§ Exercise task
Copy the lines of the listing below verbatim, beginning at the line that contains "Segment the green paint" and stopping after the line that contains "M108 86L99 99L91", both included.

§ Record extracts
-.-.-

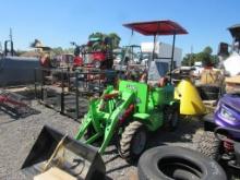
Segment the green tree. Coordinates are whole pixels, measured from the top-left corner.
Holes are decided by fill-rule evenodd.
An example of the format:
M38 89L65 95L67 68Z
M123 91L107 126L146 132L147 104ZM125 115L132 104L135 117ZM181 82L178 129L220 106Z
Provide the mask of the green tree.
M107 38L109 38L111 40L111 45L112 45L113 49L119 47L121 38L116 33L104 34L100 32L96 32L96 33L93 33L88 36L88 40L96 39L96 41L92 45L92 47L94 49L105 49L106 47L105 47L105 45L103 45L103 41L106 41Z

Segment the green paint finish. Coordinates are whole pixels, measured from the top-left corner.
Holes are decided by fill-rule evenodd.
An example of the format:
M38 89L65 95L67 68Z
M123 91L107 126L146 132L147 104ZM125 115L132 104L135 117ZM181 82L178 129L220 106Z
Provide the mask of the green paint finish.
M108 86L99 99L91 100L88 112L75 137L80 140L85 131L92 127L94 132L86 140L86 143L92 144L103 137L100 154L105 152L113 134L124 128L121 127L123 124L119 120L130 105L134 105L133 118L127 120L139 120L146 125L147 130L156 131L164 124L164 107L179 103L173 99L173 86L170 84L165 87L148 88L145 83L120 81L118 96L104 99L105 94L115 94L116 92L112 86Z

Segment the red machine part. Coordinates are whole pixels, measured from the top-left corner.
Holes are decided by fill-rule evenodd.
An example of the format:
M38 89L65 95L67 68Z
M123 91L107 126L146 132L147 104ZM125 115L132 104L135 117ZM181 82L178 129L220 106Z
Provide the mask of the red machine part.
M105 52L93 52L92 59L94 61L105 61L106 60L106 53Z
M118 93L105 94L104 99L109 100L109 99L112 99L112 98L117 97L118 95L119 95Z
M73 59L73 67L82 67L83 65L83 58L82 57L74 57Z

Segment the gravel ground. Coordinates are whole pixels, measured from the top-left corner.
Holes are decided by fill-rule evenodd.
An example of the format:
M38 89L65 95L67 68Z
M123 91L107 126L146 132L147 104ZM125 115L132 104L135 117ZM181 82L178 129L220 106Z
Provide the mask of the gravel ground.
M74 136L77 132L79 122L61 116L35 100L32 101L32 106L40 110L40 113L14 119L3 110L0 110L0 179L27 179L20 168L44 124L68 133L70 136ZM184 119L176 132L159 130L155 134L151 134L149 147L168 144L194 148L191 142L200 127L201 122L199 120ZM129 165L121 159L115 146L109 146L103 158L109 179L136 179L136 166Z

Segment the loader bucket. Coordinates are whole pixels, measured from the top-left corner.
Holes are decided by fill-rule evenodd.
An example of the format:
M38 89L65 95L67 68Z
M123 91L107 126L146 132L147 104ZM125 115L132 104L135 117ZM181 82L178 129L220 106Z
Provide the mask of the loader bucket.
M62 143L61 148L60 143ZM56 151L57 148L59 151ZM26 176L33 178L52 168L63 170L75 179L84 180L105 179L106 171L104 161L95 147L45 125L21 169Z

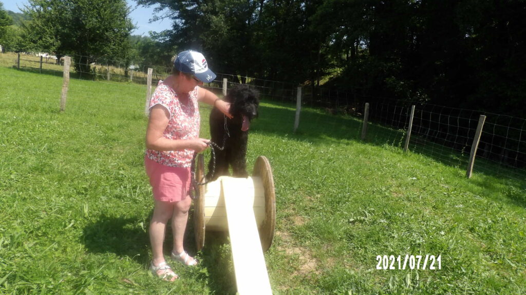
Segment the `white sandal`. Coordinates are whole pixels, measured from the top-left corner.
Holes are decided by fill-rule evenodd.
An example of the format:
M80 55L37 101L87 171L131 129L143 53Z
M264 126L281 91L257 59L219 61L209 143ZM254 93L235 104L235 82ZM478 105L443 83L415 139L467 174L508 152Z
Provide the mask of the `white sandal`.
M174 253L174 251L172 251L170 257L172 259L177 260L187 266L194 266L197 265L197 260L194 257L188 255L188 254L187 253L186 251L183 251L182 253L178 255L176 255ZM190 259L191 260L190 260ZM189 261L189 260L190 261Z
M173 282L179 278L179 276L174 272L171 268L167 265L166 262L161 262L159 266L155 266L154 265L154 262L151 261L150 264L150 270L154 275L169 282Z

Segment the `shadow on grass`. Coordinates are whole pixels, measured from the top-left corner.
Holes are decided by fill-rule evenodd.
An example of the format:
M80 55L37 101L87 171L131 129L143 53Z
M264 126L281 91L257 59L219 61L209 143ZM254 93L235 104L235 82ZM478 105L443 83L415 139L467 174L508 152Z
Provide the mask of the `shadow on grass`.
M259 117L251 130L269 135L289 136L313 143L327 143L342 140L357 140L361 122L350 116L333 115L310 108L302 109L299 127L294 132L296 110L290 106L269 102L260 105Z
M149 259L147 222L138 218L102 215L84 228L82 239L91 252L114 253L146 265Z

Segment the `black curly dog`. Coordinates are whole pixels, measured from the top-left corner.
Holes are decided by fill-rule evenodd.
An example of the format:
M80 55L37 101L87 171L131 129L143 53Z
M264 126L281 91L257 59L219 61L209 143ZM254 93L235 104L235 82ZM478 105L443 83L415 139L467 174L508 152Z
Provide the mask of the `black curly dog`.
M211 181L222 175L229 175L229 166L232 167L234 177L248 176L246 159L248 129L250 121L258 117L259 93L246 85L238 85L228 91L224 100L231 103L230 114L234 118L231 119L226 117L216 108L212 109L210 114L211 140L220 147L223 145L224 142L223 150L216 148L214 150L216 154L215 171L213 171L214 159L211 159L208 162L206 179ZM230 136L228 133L230 134ZM211 175L213 172L213 175Z

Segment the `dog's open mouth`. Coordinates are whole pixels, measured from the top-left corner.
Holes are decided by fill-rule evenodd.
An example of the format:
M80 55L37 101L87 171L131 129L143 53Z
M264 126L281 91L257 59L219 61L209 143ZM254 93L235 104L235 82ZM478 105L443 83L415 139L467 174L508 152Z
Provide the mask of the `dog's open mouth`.
M246 131L250 127L250 120L248 120L247 116L243 116L243 124L241 127L241 130L243 131Z

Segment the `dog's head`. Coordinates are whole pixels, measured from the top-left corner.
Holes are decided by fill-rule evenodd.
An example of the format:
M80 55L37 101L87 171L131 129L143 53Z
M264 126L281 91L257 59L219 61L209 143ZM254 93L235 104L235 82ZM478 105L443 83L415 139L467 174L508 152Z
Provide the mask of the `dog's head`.
M258 117L259 93L246 85L237 85L228 91L225 100L230 103L230 114L234 122L241 125L243 131L248 130L252 119Z

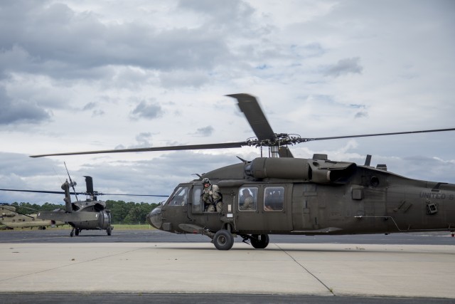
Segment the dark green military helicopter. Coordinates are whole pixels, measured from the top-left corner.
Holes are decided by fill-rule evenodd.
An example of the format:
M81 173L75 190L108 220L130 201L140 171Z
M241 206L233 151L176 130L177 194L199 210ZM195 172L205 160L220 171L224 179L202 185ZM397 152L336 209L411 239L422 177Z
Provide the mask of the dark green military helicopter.
M84 177L85 177L86 191L83 192L77 192L75 191L75 186L76 186L76 182L71 179L69 174L70 182L68 182L67 180L62 184L61 188L63 192L8 189L0 189L0 190L65 194L65 199L63 199L65 210L40 211L38 211L36 217L41 219L41 221L48 220L52 221L53 223L63 224L64 222L68 224L72 227L70 233L70 236L73 236L75 234L78 236L82 230L105 230L108 236L112 234L114 227L111 225L111 211L106 209L105 201L97 199L98 196L168 196L167 195L119 194L98 192L93 190L93 179L92 177L89 176ZM73 188L72 192L70 191L70 187ZM75 201L71 201L71 194L75 195ZM79 199L77 195L85 195L85 200Z
M216 169L180 184L169 199L148 216L159 229L200 234L220 250L229 250L240 236L264 248L269 234L355 234L455 231L455 184L404 177L363 165L329 160L326 154L294 158L288 147L311 140L452 131L455 128L319 138L273 132L256 98L228 95L238 101L257 138L246 142L35 155L71 155L268 147L271 157L258 157ZM262 151L262 150L261 150ZM261 155L262 156L262 155ZM217 184L223 196L219 212L206 211L203 179ZM249 197L247 199L247 196ZM248 206L245 201L248 199Z

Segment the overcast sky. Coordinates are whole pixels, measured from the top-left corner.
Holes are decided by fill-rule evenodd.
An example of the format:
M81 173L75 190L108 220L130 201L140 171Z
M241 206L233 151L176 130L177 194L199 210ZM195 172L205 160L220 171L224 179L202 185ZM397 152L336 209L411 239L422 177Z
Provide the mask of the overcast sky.
M31 154L244 141L227 94L304 137L455 127L455 1L2 1L0 188L169 194L253 148ZM455 183L455 132L300 144L294 156ZM119 199L119 196L104 196ZM157 202L159 199L124 197ZM0 202L63 196L0 192Z

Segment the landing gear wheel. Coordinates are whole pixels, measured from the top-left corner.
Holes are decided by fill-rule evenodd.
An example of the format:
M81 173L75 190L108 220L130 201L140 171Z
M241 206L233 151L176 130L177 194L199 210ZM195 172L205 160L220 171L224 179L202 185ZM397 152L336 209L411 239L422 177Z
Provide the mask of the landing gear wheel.
M264 249L269 245L268 234L252 234L251 246L256 249Z
M234 237L228 230L218 230L213 237L213 244L218 250L229 250L234 245Z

-.-.-

§ Exercise output
Segment the green paint finish. Coordinates are whole pixels, measured from the top-left corner.
Holes are decided by fill-rule evenodd.
An example of the format:
M38 89L65 95L67 68Z
M123 91L107 126L146 132L147 104ZM125 115L132 104L135 117ZM181 82L178 129L220 106Z
Provide the mask of the green paint finish.
M108 86L99 99L91 100L88 112L75 137L80 140L85 131L92 127L94 132L86 140L86 143L92 144L103 137L100 154L105 152L113 134L124 128L121 127L123 124L119 120L130 105L134 105L133 118L127 120L139 120L146 125L147 130L156 131L164 124L164 107L179 103L173 99L173 86L170 84L165 87L148 88L145 83L120 81L118 96L104 99L105 94L115 94L116 92L112 86Z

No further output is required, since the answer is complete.